Instructions for the task: Would you please repeat the data exactly as given?

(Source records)

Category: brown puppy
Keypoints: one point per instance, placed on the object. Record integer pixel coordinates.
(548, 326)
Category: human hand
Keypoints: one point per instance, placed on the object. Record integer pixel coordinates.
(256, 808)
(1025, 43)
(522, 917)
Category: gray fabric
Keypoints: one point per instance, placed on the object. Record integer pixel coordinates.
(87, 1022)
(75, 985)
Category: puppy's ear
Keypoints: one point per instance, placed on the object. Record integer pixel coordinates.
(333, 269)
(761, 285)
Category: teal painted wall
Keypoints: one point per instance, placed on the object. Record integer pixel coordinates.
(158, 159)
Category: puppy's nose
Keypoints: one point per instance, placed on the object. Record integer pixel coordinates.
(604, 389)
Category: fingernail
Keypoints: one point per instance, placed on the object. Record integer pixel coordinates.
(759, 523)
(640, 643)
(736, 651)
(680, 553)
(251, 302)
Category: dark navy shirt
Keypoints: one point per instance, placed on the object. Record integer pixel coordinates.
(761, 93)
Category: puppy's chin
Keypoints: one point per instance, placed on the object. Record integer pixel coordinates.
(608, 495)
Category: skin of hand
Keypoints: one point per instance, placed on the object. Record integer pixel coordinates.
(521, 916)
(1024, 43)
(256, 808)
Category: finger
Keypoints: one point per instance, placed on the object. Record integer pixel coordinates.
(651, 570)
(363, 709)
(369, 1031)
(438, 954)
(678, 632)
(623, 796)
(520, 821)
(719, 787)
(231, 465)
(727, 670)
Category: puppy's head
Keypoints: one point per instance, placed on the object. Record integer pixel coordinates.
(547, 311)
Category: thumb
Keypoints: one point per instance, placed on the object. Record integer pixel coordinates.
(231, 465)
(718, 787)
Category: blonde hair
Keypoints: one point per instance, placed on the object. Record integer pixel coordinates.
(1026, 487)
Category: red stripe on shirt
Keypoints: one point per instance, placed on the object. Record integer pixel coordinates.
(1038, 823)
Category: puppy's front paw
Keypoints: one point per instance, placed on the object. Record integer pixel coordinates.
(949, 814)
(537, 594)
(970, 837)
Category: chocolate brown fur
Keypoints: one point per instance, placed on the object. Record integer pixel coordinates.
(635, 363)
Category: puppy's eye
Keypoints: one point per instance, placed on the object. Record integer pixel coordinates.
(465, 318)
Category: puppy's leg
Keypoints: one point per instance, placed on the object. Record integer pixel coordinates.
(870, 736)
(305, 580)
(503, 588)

Finished exercise:
Category: brown puppy
Keypoints: one point per instance, placed on the object. Record integer pixel coordinates.
(548, 326)
Category: human hand
Keypoints: one point per instance, placed on the object. Record integer pixel coordinates.
(256, 808)
(1025, 43)
(522, 917)
Category: gray fabric
Keypoints: one point per instance, placed on the object. Record integer pixel coordinates.
(87, 1022)
(75, 985)
Category: puppy's ear
Keypoints: one point per instance, placed on the object. Record integer pixel coordinates.
(333, 269)
(761, 285)
Category: teal painted wall
Keypoints: one point per instance, placed on the object. Record integer pixel coordinates.
(158, 159)
Category: puppy's nose
Keypoints: one point per instance, placed on the object. Record integer pixel coordinates.
(604, 389)
Category: fingernail
Keypoints: one point per instance, placed on the object. Record integer pixel coordinates.
(759, 523)
(640, 643)
(736, 651)
(680, 553)
(251, 302)
Category: dark navy shirt
Keypoints: one point per instance, placed on the object. Record integer pixel coordinates.
(761, 93)
Category: puppy's chin
Keypoints: one point per instance, placed on the object. Record integer pixel coordinates.
(608, 495)
Category: skin of hand
Keypoints: one point per instance, placed on the object. Record integer pixel coordinates.
(521, 916)
(1024, 43)
(256, 808)
Category: finger
Keypoints: one point per instance, placed on the object. Record integer pixel coordinates.
(651, 570)
(363, 709)
(369, 1031)
(438, 954)
(678, 632)
(623, 796)
(520, 821)
(719, 787)
(231, 465)
(727, 670)
Category: puppy's head
Keypoints: one point per instance, placed on the object. Record integer pixel coordinates.
(547, 311)
Category: thumb
Keypoints: one point per instance, placed on the object. Record integer pixel coordinates.
(231, 465)
(718, 787)
Category: blonde hair
Keypoints: one point per instance, placed on the object. Record integer pixel coordinates.
(1026, 487)
Category: red stripe on shirt
Keypoints: one point per instance, placed on the object. Record integer pixel coordinates.
(1038, 823)
Category: puppy's front paw
Keypoints: one point per instance, placed on the object. Record integer pixel coordinates.
(949, 814)
(537, 594)
(970, 837)
Category: chocolate brown fur
Keypoints: one point per instance, placed on the object. Record integer pixel coordinates.
(635, 363)
Category: puppy's eye
Keypoints: one point per instance, placed on the object. Record integer pixel coordinates.
(465, 318)
Category: puppy's leg
Keypoints: one point per instance, placed on the object. Record integer pixel coordinates.
(870, 736)
(305, 580)
(503, 588)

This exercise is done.